■ Requirements: Pull out every one of the entries below and reproduce each of their lines verbatim.
___ Provided data ___
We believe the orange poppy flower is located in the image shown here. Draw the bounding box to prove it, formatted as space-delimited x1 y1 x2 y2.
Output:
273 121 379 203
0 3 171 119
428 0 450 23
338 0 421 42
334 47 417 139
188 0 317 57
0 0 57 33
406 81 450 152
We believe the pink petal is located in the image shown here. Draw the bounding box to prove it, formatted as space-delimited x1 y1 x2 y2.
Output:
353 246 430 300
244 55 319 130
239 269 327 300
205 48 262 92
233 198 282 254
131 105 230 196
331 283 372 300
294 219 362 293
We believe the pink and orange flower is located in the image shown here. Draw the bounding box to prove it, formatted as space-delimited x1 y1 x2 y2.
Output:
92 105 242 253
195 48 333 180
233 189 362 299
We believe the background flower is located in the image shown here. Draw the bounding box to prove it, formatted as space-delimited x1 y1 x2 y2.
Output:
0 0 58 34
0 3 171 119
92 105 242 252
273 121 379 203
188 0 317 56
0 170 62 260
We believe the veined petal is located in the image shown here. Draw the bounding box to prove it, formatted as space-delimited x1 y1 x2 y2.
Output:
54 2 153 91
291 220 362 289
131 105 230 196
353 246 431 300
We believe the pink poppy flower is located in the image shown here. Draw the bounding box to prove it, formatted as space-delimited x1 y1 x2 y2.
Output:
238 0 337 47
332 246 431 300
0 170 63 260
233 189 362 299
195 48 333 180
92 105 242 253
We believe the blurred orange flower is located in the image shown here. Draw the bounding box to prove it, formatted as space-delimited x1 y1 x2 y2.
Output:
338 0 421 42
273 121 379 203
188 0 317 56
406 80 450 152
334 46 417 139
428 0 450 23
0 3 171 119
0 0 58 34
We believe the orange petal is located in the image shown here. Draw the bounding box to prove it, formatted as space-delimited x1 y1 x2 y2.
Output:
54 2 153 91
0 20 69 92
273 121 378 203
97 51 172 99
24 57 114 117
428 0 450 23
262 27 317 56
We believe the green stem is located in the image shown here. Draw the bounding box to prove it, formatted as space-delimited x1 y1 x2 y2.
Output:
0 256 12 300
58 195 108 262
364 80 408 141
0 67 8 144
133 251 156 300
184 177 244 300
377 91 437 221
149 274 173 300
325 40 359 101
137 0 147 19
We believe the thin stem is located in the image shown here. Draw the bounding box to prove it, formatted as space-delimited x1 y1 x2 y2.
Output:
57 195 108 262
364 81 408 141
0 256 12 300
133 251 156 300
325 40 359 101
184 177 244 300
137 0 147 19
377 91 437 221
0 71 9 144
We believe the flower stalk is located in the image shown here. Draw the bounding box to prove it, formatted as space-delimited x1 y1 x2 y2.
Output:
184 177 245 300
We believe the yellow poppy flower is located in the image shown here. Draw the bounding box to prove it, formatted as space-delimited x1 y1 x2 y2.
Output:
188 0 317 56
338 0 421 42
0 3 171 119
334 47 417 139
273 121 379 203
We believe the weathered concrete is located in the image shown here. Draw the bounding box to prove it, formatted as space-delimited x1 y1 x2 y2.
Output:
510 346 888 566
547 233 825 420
___
■ Result for this exercise:
We believe the orange poppy flower is located in the image shown here. Draw the bounding box to prove it, formatted as space-delimited x1 y1 x2 y2.
Output:
273 121 379 203
0 3 171 119
428 0 450 23
338 0 421 42
334 47 417 139
188 0 317 57
0 0 57 33
406 81 450 152
We believe the pink petal is located in the image shown here. Draw the bounding box to prove it, formatted as space-delimited x1 y1 x2 y2.
Output:
353 246 430 300
244 55 319 130
239 269 327 300
205 48 262 92
233 198 282 254
131 105 230 196
331 283 372 300
294 219 362 293
We believe the pink and orange flower is located in the image shown here. Draw the bounding box to prove it, formatted as space-delimited x1 y1 x2 y2.
Output:
92 105 242 253
195 48 333 180
233 189 362 299
We believe the background flower is located in the image shown here. Draw the bounding box to prove it, formatted as space-delimited x1 y1 x2 y2.
Output:
0 0 58 34
0 3 171 119
92 105 242 252
273 121 379 203
188 0 317 56
0 170 62 260
We believe the veined petal is located in the image shown here. Draw the bounding box to prove it, formatted as space-delimited x1 y1 x2 y2.
Output:
54 2 153 91
291 220 362 289
131 105 230 196
353 246 431 300
We believe the pink poppy flower is located in the image shown here. Draw the bounding box to prove it, formatted as space-delimited x1 y1 x2 y2.
Output:
238 0 337 47
332 246 431 300
0 170 63 260
233 189 362 299
195 48 333 180
92 105 242 253
We believe the blurred orange flower is located in the image shown here. Draw the bounding box to prove it, formatted as space-delimited x1 y1 x2 y2.
Output:
338 0 421 42
273 121 379 203
188 0 317 56
406 80 450 152
334 46 417 139
428 0 450 23
0 3 171 119
0 0 58 34
We believe the orange petal is located in the image shown here. Draw the bounding box to prove it, formatted as space-delimited x1 y1 x2 y2.
Output:
54 2 153 91
0 20 69 92
273 121 378 203
97 51 172 99
24 57 114 117
428 0 450 23
262 27 317 56
We believe the green stem is located in the image shown here. Draw the bounding box to prove it, formatted as space-delimited x1 y1 x2 y2.
Output:
0 256 12 300
58 195 108 262
364 80 408 141
0 67 8 144
133 251 156 300
184 177 244 300
377 91 437 221
149 274 173 300
325 40 359 101
137 0 147 19
We believe the thin stem is located in the image shown here. Draw the bounding box to prove it, formatted as space-delimited x1 y1 x2 y2.
Output:
57 195 108 262
364 81 408 141
0 256 12 300
133 251 156 300
325 40 359 101
184 177 244 300
137 0 147 19
377 91 437 221
0 71 9 144
We believe the flower stalk is located in the image shown here. Draw the bounding box to prove it, formatted as space-delimited x1 y1 x2 y2.
Output:
184 177 245 300
We believe the yellow poppy flower is located in the image shown here. Draw the bounding box to prove it, formatted as space-delimited x1 y1 x2 y2.
Output:
188 0 317 56
338 0 421 42
0 3 171 119
334 47 417 139
273 121 379 203
We believe the weathered concrete is located in the image shown here. Draw the bounding box to prove it, formatted as space-delimited x1 y1 x2 y2.
Output:
510 346 888 566
547 233 825 420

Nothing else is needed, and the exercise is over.